— START —

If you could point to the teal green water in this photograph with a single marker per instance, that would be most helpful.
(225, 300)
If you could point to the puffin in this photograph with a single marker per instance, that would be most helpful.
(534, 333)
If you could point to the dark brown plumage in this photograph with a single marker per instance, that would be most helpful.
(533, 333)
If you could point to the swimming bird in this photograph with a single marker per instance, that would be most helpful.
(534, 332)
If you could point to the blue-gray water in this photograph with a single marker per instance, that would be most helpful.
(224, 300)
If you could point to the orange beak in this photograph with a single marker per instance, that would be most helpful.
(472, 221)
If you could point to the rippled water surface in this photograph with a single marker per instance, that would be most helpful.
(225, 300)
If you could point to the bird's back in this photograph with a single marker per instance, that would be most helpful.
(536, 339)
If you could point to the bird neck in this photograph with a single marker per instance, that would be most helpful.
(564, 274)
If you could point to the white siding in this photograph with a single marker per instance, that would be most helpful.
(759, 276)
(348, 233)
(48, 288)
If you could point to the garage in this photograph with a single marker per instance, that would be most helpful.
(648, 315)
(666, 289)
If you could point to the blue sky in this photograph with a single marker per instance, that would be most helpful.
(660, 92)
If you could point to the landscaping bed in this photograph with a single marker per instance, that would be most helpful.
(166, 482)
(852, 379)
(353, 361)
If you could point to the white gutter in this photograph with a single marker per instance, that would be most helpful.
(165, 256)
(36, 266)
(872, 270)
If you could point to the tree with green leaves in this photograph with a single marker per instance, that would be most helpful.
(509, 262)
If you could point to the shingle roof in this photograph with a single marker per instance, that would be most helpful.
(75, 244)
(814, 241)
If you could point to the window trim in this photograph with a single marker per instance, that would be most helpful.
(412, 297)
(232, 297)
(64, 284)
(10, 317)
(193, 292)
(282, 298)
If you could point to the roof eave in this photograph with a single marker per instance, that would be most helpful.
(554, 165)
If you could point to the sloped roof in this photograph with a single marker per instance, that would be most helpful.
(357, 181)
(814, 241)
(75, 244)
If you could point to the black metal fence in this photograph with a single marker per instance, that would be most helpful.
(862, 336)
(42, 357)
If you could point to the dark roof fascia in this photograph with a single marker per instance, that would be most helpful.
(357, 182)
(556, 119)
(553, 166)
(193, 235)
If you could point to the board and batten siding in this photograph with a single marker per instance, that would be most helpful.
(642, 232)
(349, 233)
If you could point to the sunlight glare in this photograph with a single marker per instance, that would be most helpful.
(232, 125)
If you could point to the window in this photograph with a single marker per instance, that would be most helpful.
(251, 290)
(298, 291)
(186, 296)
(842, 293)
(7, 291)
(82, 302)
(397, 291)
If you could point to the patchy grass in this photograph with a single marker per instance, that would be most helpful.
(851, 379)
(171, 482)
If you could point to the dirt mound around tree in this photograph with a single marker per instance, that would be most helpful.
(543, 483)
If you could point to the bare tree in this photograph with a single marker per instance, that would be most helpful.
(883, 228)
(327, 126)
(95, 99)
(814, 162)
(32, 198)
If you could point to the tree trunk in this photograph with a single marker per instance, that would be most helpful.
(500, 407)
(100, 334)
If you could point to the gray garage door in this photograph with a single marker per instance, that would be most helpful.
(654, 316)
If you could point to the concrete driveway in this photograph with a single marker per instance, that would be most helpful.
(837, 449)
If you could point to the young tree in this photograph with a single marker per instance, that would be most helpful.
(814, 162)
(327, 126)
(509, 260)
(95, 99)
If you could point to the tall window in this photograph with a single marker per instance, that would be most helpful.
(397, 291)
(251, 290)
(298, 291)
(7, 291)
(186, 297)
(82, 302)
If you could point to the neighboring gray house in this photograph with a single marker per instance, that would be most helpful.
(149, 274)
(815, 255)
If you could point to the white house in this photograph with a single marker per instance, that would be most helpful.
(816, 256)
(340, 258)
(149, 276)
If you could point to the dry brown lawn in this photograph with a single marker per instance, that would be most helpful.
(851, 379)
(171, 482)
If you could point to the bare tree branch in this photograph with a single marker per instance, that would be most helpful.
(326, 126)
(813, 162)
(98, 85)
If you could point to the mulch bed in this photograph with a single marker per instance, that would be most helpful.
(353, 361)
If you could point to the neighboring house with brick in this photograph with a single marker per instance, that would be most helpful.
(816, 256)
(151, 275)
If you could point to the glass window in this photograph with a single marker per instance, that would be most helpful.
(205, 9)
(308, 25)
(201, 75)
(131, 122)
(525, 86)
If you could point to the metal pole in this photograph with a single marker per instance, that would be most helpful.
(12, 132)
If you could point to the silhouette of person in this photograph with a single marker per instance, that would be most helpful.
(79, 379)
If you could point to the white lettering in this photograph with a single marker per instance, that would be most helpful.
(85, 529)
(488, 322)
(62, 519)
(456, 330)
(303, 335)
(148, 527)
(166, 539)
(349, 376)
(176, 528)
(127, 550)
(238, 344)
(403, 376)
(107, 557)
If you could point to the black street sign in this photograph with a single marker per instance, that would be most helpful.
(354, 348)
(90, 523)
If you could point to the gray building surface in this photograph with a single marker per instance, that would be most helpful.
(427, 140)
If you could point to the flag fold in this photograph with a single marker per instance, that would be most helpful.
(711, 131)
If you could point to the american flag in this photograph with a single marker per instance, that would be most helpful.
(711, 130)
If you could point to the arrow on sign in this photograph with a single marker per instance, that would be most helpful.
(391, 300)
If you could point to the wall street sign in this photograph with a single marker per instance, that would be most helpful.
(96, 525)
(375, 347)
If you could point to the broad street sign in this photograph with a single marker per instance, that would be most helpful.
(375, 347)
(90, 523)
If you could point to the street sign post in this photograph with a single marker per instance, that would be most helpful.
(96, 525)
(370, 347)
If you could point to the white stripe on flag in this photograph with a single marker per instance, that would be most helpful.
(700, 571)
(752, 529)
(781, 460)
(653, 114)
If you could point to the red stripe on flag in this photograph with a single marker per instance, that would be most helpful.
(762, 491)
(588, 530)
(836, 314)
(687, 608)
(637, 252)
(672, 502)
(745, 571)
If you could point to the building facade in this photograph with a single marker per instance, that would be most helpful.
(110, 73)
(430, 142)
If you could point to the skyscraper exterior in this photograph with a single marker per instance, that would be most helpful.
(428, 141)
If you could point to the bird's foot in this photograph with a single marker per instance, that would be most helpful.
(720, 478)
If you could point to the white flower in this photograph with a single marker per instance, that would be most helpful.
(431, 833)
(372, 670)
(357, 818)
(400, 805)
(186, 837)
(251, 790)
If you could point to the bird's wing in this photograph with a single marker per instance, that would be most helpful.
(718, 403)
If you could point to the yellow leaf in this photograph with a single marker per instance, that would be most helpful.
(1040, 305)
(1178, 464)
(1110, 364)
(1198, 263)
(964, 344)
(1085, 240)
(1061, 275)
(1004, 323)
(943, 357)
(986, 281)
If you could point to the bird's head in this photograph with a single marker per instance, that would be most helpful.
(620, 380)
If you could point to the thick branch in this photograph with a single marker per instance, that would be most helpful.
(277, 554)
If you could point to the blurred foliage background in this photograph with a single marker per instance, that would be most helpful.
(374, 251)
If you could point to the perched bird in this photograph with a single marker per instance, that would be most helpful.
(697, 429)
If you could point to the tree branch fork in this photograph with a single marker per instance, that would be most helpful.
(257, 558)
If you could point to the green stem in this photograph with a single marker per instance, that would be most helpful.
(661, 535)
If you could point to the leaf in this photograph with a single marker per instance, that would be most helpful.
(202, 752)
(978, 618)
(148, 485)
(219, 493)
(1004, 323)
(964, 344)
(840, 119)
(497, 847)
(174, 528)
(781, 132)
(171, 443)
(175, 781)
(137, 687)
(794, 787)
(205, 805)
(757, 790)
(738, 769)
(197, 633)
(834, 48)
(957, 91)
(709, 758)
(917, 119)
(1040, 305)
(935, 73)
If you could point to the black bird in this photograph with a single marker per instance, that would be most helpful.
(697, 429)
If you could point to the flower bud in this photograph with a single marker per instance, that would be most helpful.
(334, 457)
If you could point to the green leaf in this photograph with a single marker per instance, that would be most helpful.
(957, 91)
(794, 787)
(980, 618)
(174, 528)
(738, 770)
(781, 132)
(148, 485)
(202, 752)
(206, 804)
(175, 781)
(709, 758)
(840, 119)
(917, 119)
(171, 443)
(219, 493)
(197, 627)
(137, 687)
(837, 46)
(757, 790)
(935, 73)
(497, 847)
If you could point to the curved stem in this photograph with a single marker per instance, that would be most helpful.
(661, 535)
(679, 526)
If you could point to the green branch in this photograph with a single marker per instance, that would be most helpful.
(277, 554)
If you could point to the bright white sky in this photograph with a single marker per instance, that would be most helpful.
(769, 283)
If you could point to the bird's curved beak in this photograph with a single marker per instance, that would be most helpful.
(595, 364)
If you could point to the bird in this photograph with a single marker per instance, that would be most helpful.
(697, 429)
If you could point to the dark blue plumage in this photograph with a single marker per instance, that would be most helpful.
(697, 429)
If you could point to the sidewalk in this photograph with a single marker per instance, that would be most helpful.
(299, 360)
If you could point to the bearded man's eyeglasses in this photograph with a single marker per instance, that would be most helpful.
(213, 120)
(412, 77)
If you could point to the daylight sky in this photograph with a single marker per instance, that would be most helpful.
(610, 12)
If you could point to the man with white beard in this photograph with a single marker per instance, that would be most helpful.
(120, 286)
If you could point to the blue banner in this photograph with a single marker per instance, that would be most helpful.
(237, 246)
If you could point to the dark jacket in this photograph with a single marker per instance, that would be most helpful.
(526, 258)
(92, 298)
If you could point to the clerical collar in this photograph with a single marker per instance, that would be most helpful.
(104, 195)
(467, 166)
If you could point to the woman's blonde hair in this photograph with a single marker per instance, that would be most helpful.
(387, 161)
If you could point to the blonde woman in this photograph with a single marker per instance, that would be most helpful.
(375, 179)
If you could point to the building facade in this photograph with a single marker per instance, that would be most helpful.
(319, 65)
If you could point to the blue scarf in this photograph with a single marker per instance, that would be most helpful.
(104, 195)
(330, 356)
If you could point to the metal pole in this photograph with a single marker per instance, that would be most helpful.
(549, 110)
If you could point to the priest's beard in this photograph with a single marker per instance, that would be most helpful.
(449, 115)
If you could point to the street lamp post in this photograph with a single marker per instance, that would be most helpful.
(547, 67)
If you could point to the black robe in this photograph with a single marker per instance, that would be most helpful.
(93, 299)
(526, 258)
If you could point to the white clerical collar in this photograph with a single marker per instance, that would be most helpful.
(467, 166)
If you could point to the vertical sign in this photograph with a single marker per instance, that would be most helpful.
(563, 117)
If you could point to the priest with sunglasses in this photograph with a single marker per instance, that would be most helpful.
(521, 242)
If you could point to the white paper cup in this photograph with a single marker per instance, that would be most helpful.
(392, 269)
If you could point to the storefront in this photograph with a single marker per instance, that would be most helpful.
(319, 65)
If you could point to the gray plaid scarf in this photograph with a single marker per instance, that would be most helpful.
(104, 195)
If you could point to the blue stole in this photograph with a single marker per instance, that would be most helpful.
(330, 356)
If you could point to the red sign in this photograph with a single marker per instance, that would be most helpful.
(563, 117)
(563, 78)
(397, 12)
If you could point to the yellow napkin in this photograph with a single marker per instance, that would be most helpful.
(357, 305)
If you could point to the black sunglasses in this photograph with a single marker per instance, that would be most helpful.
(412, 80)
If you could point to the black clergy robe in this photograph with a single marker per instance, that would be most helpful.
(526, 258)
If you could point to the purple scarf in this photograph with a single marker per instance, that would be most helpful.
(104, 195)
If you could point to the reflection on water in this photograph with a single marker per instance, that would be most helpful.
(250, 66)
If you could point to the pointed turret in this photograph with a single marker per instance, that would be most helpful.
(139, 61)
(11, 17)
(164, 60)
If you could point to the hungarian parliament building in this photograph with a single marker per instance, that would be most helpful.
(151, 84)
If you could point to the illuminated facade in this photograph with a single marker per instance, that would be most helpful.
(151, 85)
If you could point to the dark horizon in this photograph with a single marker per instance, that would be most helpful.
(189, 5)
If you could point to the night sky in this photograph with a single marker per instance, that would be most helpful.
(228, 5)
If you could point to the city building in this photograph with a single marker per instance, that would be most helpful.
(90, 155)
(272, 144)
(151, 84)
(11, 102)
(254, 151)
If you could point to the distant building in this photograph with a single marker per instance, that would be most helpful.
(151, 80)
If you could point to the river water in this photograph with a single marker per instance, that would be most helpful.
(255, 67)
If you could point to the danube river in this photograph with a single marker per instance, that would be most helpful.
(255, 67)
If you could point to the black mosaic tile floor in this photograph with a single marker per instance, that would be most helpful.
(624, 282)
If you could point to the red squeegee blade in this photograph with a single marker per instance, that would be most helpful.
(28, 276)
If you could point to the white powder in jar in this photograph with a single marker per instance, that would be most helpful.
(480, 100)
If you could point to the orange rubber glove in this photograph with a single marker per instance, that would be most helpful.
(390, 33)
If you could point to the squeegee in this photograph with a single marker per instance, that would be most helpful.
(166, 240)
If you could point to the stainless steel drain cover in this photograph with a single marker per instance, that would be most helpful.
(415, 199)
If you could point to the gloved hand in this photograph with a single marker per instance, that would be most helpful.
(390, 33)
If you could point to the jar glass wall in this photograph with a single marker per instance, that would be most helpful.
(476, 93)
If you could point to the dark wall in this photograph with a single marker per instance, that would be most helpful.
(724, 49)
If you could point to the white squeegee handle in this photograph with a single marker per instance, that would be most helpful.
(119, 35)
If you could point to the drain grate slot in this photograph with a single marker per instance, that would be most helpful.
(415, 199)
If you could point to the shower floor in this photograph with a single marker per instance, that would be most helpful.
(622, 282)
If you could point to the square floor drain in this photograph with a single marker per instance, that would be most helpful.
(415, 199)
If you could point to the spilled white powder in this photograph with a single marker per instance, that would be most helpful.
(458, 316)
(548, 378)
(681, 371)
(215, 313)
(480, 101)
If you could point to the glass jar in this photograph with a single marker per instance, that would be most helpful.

— END —

**WHAT IS EXPECTED**
Starting at the line that has "If you could point to the dark wall" and running through the end of the material above, rewrite those lines with "spilled" switched to "scattered", changing nothing else.

**EXERCISE RESPONSE**
If you could point to the dark wall in this photograph with a single marker per instance, that would be most helpful.
(724, 49)
If you could point to the white squeegee handle in this photograph with a single marker per instance, that would be most helpful.
(119, 35)
If you could point to the drain grate slot in this photograph with a single marker per instance, that would be most helpful.
(415, 199)
If you could point to the shower floor in this photograph with a single marker per instance, that would be most helpful.
(622, 282)
If you could point to the square floor drain in this photograph with a single marker per instance, that would be most helpful.
(415, 199)
If you could point to the scattered white powder in this photograph with a single marker per instance, that would be most helpful.
(458, 316)
(548, 378)
(681, 371)
(215, 313)
(480, 101)
If you could point to the glass jar in this photograph with a single marker per instance, that would be most helpful.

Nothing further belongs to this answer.